╭─ DATA FOR THE TASK

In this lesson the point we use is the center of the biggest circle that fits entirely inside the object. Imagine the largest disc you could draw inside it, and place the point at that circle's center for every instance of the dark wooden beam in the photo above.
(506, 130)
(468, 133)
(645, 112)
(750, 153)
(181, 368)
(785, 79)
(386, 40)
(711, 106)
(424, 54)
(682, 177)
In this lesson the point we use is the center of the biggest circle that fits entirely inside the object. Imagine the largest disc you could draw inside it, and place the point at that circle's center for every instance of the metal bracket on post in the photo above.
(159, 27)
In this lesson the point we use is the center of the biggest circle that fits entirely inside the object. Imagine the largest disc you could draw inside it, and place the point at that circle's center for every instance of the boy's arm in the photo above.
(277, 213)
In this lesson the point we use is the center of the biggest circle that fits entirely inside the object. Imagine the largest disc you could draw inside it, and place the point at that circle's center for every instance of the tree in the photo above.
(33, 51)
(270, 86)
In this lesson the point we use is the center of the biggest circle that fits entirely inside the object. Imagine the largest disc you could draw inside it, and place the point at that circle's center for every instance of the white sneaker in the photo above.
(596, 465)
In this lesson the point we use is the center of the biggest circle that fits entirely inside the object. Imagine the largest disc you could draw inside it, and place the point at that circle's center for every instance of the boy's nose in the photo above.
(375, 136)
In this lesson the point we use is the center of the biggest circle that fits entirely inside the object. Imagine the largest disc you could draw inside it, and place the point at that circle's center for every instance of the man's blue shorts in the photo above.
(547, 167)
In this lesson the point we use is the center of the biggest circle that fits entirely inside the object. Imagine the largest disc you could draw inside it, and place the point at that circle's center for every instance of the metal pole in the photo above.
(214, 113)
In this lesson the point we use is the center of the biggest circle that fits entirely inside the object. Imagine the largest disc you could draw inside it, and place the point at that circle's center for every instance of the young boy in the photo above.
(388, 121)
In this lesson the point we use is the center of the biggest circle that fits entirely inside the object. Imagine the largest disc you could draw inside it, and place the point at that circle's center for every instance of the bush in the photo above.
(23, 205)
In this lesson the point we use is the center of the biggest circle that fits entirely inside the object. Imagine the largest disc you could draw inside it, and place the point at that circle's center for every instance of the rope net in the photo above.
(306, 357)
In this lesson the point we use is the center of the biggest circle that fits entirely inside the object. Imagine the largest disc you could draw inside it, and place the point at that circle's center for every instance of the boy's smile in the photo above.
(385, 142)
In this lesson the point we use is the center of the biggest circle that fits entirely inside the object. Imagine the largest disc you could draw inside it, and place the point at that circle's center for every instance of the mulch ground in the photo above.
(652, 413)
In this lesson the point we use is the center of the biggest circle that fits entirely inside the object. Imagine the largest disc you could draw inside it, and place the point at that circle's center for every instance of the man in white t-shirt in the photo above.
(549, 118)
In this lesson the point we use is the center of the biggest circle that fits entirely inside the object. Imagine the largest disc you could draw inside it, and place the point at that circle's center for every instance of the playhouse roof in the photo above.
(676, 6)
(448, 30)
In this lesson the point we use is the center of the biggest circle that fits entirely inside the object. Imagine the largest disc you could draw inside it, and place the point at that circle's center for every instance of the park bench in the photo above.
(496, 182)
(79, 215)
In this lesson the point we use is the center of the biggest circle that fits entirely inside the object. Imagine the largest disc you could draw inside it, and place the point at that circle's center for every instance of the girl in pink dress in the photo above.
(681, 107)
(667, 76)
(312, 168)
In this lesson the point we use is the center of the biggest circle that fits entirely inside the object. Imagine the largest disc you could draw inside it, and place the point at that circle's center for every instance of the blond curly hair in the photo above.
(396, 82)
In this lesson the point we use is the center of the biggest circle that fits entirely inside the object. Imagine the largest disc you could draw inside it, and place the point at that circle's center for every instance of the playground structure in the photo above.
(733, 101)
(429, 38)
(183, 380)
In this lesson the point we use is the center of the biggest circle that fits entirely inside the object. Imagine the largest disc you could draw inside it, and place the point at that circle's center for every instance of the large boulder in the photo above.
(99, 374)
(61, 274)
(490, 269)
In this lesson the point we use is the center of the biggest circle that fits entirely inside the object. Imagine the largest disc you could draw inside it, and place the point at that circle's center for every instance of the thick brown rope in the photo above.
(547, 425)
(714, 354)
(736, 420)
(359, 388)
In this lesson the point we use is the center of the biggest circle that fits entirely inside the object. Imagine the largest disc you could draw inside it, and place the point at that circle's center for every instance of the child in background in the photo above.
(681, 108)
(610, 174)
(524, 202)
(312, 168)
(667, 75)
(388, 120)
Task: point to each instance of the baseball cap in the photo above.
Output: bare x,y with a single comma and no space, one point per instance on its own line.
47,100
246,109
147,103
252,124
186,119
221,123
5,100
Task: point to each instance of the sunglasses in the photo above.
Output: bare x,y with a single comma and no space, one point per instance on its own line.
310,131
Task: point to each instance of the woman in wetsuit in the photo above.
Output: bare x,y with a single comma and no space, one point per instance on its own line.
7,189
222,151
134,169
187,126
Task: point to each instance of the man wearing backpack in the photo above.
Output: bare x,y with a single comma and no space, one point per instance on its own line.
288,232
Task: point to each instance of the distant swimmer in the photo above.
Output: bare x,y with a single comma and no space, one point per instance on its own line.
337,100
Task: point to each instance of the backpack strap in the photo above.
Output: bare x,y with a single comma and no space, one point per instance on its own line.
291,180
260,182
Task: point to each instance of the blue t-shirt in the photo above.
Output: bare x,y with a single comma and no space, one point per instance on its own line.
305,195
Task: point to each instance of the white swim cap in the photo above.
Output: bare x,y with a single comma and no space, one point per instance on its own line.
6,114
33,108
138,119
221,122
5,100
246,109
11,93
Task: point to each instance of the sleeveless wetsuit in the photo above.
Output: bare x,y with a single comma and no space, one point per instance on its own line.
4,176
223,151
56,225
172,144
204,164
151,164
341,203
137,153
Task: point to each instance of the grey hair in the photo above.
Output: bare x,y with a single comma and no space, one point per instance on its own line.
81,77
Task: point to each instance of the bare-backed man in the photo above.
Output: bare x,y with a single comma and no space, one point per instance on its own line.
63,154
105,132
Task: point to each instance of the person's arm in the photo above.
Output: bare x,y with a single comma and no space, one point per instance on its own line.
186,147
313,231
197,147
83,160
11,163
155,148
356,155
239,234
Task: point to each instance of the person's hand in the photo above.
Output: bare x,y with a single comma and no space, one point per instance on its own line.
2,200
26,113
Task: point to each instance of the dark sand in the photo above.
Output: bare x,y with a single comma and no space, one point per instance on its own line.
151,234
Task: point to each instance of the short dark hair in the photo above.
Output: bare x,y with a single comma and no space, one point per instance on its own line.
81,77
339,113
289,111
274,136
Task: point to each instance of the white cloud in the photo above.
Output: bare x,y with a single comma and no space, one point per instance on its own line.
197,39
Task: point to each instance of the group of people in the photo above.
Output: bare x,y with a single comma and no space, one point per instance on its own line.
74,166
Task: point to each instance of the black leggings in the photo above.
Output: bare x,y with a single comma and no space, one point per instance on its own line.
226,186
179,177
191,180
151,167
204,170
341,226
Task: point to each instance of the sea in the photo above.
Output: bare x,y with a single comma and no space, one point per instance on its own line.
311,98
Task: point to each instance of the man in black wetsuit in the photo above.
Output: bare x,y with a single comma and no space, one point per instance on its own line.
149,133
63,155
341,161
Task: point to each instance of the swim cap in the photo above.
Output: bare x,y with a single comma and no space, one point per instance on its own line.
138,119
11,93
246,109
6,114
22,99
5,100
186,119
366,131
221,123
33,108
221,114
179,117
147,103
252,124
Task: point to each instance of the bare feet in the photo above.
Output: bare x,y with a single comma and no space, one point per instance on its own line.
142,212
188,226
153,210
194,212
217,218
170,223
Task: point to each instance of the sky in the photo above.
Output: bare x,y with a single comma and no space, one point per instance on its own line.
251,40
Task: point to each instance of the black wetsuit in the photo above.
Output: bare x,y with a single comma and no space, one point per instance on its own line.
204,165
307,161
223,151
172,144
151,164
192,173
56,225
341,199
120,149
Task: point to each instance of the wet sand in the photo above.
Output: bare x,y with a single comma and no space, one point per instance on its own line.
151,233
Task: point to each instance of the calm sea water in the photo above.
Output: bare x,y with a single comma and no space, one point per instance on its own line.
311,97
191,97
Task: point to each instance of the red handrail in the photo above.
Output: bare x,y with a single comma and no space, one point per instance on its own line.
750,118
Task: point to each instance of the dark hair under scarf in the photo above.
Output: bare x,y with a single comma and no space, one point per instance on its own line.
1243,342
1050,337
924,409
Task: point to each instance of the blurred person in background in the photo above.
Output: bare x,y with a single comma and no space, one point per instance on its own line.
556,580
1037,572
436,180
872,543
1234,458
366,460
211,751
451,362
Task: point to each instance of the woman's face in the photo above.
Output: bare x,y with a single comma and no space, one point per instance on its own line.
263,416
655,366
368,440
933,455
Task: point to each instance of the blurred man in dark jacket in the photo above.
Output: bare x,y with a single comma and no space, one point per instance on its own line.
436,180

╰─

> **TASK**
Extract, verbatim, the lines from the one containing "Task: point to each instance of the bare feet" through the last line of the listing above.

> **TASK OUTPUT**
Task: point to each instance of the bare feet in the photo above.
Output: bare x,y with a single comma and no space, one point per instance on its own line.
142,212
188,226
153,210
194,212
217,218
170,223
Task: point to each instance of the sky in the photo above.
Output: bare x,y with a single comma and no space, one point per instance on its own line.
251,40
Task: point to each instance of the black wetsuit in the photo above.
Output: bare x,y with a single comma and no space, one point per instance on its own line.
204,165
307,161
223,151
172,144
151,164
192,173
56,225
341,199
120,149
Task: point to each instance of the wet sand in the photo above.
Output: bare x,y with a single comma and no space, one point per instance on its own line.
151,233
Task: point to each instance of the calm sea water in the photo above.
Output: bare x,y with a single comma and no space, one point per instance on its own line.
311,97
191,97
Task: point to each instance of the red handrail in the photo above.
Output: bare x,y with a single comma and no space, one point per instance on its own line.
750,118
Task: point to each instance of the dark hair under scarf in the photo above.
Output: bare x,y with a single comma and no space, one point per instance on its own line.
1243,342
1050,337
924,409
Task: point to each instance of the blurred person in background in the photo above.
Output: bare x,y with a single comma and no space, one point per instance on its own line.
556,580
1037,572
436,180
872,543
1234,458
366,460
211,751
451,362
Task: point to each instance of the woman's face in the photo above.
Output: bare x,y with a single comma and no space, one point per instance on its own line.
263,416
655,366
368,440
933,455
Task: point to each instance of the blurred man in dark jacket in the photo above.
Output: bare x,y with a single comma and no space, one point per instance on its own line.
436,180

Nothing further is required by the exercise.